Looks like a scalar value really is a SIMD vector with 1 semantic element. So what happens when it’s a field in a struct, does it just take up 4x the space?
Auto vectorization is unreliable.
I made a comparison between ForwardDiff.jl and a C++ forward-mode AD library here, and more efficient memory management plus SIMD were the major contributors to the Julia implementation performing worse:
Mojo takes the approach of no-autovectorization. It disables those compiler passes. You need to instead be explicit, e.g. using x_simd = x.vectorize[1,simd_width]() instead of x, or using functional tools that map over ranges and evaluate with SIMD.
For peak performance, you need expertise + control. Mojo is currently focused on implementing algorithms like matrix multiply and flash attention with state of the art performance, so this focus makes sense.
For most code that most people write, it isn’t worth the time/effort to manually vectorize, tile, and thread, even if they have the expertise to know how to optimize it.
So relying on auto-vectorization is reasonable for a lot of code, IMO. Just not things in the matmul class, where Mojo is still focused.
All views here are my own only and don’t express anyone else’s opinions/ intentions/etc and are merely my perspective.
Great discussion! Love the thoughtfulness and engagement of the community here.
In my mind, that’s what Mojo’s “SIMD by default” approach intends to overcome. But I haven’t dissected Mojo internals to really know.
By this I assume you’re implying that loop autovectorization would not actually be easier with SIMD-by-default primitives. I think that’s quite likely. My experience is primarily on the JVM, where it’s very easy to get off the autovectorization happy path. I assume any compiler — JVM, LLVM, or otherwise — is going to have this challenge.
On the JVM, SIMD code is very explicit, very verbose (not as much as hand-rolled assembly of course, but nothing as breezy as the multiple-dispatch-enabled SIMD.jl API), and looks very different from scalar operations. What I’m gathering from these posts is that both the ergonomics and the performance of SIMD code in Julia are already good, and that SIMD-by-default datatypes wouldn’t affect this either way.
That said, maybe my assessment is off, given this information:
I guess arithmetically the strategy is: LLVM - Vectorization = LLM + Mojo Vectorization :-).
Being serious, given there are enough examples of such Mojo code this strategy can have a lot of synergy with the rise of LLM as co developers.

EXTRACTED INFORMATION -

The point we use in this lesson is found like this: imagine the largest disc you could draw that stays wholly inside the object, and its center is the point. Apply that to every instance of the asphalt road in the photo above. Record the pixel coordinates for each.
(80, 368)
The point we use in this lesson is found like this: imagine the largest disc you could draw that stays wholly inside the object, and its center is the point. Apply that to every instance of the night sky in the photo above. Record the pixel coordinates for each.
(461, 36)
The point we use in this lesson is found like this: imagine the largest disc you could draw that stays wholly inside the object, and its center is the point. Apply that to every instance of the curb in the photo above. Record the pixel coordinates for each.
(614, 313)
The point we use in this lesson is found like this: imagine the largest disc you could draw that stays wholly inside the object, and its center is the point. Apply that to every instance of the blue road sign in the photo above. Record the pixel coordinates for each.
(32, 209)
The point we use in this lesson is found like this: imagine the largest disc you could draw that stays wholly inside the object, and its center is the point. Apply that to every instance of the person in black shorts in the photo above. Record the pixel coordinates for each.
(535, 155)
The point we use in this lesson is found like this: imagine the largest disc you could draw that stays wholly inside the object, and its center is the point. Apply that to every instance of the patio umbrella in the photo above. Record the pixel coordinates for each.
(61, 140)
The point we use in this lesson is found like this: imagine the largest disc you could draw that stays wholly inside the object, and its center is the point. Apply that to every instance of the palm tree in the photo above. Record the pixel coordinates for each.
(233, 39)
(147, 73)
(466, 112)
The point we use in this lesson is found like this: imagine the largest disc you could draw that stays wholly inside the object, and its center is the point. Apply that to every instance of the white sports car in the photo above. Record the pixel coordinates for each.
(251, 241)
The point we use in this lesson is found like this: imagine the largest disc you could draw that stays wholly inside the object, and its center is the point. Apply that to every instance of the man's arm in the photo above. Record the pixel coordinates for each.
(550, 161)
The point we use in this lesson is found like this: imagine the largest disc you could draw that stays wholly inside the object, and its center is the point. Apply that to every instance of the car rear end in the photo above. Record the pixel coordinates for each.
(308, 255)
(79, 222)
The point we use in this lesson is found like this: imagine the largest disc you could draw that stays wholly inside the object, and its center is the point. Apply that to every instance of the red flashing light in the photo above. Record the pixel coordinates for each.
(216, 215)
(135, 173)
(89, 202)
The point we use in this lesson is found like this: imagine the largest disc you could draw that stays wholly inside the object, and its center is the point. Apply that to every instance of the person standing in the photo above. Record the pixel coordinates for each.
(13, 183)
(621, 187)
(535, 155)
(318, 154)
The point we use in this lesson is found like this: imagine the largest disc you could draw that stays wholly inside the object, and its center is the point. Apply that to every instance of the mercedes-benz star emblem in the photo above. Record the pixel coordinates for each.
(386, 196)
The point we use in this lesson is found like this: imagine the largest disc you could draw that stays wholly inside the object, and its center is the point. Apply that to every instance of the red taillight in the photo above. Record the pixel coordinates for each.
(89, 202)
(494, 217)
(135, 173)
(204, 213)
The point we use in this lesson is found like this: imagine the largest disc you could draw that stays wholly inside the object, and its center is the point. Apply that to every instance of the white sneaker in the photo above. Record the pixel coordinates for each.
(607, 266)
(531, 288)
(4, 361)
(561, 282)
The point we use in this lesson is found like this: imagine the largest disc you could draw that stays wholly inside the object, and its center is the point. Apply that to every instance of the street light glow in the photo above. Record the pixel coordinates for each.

EXERCISES TO COMPLETE -
1. Write out the part of the SIMD forum thread above that starts at the words "Looks like a" and ends after the words "vectorization is unreliable.".
2. In the SIMD forum thread, what three things does one poster say most people don't find worth doing by hand for most code?
3. Write the next part of the SIMD forum thread, picking up after its last post.

RESPONSES IN ORDER -
1.
Looks like a scalar value really is a SIMD vector with 1 semantic element. So what happens when it’s a field in a struct, does it just take up 4x the space?
Auto vectorization is unreliable.

2. vectorize, tile, thread

3.
Modular released many of their kernels in Open Source lately. One of them should be the world fastest GEMM. It is a great start to “material” data.
Thanks @tecosaur! It’s called Onton (onton.com). We’re helping people make purchase decisions they feel great about. We’ve started in home decor and furniture, but are expanding to other verticals this year. We have a multimodal search engine and some image generation tools. Recently we built a neurosymbolic self-learning agent that overcomes the LLM hallucination problem, and that’s going to become the basis of our search engine as time goes on.
Fun side fact (since I suspect Julians are more likely than many to be philosophically inclined) — the name “Onton” came from a term I introduced in an unpublished paper a long time ago. My cofounder liked it so we used it when we rebranded.
We take what exists to be all and only metaphysical or ontological simples beyond which distinction is impossible. We term these “ontons”. Ontons may be the fields composing the fundamental particles of standard quantum mechanics … However, given the unending nature of the refinements made to empirical inquiry over the centuries and even over the past few decades, it is likely that those particles we consider fundamental are not truly fundamental after all. Thus, we define ontons as being whatever the most fundamental units of being actually are. Whether or not we have observed them directly, we cannot know.
That sounds super cool and i have bookmarked Onton now. How do you avoid hallucinations? I didnt know that was possible (albeit I am not a AI Engineer).